Challenge:
Please extract every line in the entries below that contains the string "task", copying each line in full.

****

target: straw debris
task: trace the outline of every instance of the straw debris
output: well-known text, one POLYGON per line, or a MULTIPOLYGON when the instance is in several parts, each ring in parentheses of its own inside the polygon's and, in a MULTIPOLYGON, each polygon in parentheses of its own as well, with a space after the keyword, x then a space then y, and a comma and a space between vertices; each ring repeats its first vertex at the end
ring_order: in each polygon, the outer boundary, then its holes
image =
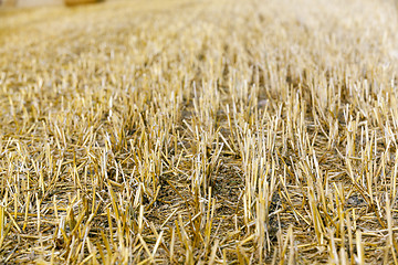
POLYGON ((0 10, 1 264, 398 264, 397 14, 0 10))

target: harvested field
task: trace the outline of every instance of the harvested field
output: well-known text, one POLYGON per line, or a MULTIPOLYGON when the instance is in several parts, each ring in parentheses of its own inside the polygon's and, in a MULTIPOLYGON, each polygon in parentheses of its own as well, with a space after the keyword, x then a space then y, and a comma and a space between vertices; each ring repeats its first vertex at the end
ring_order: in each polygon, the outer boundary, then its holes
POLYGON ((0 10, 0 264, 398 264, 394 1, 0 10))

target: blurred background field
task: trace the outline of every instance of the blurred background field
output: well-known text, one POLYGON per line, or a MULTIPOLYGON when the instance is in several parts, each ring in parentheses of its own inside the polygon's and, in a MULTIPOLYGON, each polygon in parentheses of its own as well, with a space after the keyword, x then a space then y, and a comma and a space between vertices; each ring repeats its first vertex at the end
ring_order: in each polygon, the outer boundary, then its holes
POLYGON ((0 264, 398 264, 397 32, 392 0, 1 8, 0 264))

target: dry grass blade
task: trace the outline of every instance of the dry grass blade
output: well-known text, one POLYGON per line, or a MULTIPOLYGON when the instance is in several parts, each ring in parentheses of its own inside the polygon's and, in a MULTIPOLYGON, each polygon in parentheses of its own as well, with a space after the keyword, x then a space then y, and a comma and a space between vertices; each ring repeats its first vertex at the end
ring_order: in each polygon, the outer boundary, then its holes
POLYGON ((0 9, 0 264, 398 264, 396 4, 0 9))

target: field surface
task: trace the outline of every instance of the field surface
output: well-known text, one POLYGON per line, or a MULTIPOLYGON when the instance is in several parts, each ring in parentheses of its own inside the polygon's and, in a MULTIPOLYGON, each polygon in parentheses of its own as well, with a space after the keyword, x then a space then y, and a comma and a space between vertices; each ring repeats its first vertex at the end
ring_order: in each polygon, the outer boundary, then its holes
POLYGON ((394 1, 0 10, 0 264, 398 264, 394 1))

****

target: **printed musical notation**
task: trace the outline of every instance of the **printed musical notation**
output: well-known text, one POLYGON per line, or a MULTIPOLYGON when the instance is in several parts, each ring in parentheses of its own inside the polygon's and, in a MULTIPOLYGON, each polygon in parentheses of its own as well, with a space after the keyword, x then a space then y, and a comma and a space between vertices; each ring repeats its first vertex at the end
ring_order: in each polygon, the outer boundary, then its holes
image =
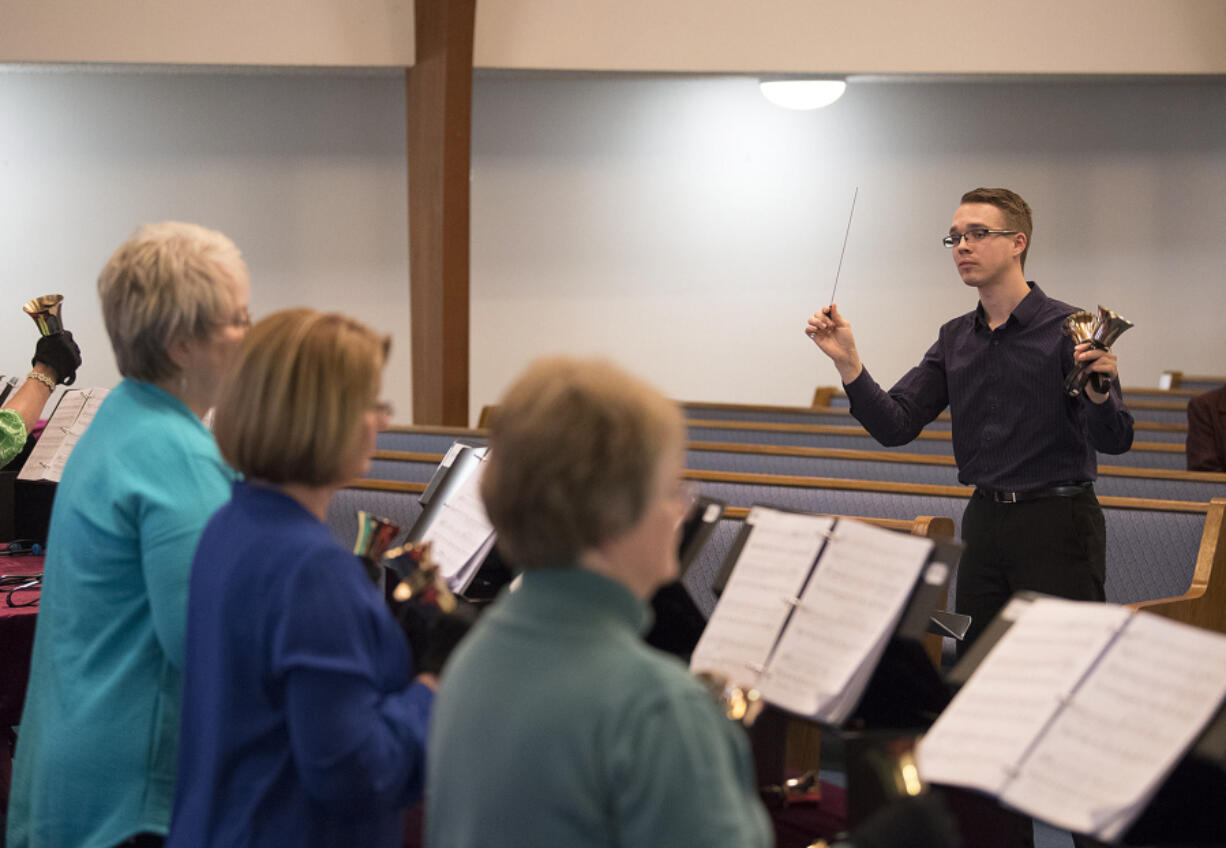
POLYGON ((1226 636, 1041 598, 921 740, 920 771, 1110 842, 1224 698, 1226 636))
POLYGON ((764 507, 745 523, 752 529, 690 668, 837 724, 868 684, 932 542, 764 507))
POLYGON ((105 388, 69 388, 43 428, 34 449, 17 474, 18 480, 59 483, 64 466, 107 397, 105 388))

****

Finished exercise:
task: trace the outline of every instance of the straw debris
task: trace the outline of every instance of the harvested field
task: trace the outline of every instance of the blurred background field
task: trace the outline of every instance of the dry grass blade
task: trace the outline of every instance of the field surface
task: trace the outline of every instance of the **printed musical notation**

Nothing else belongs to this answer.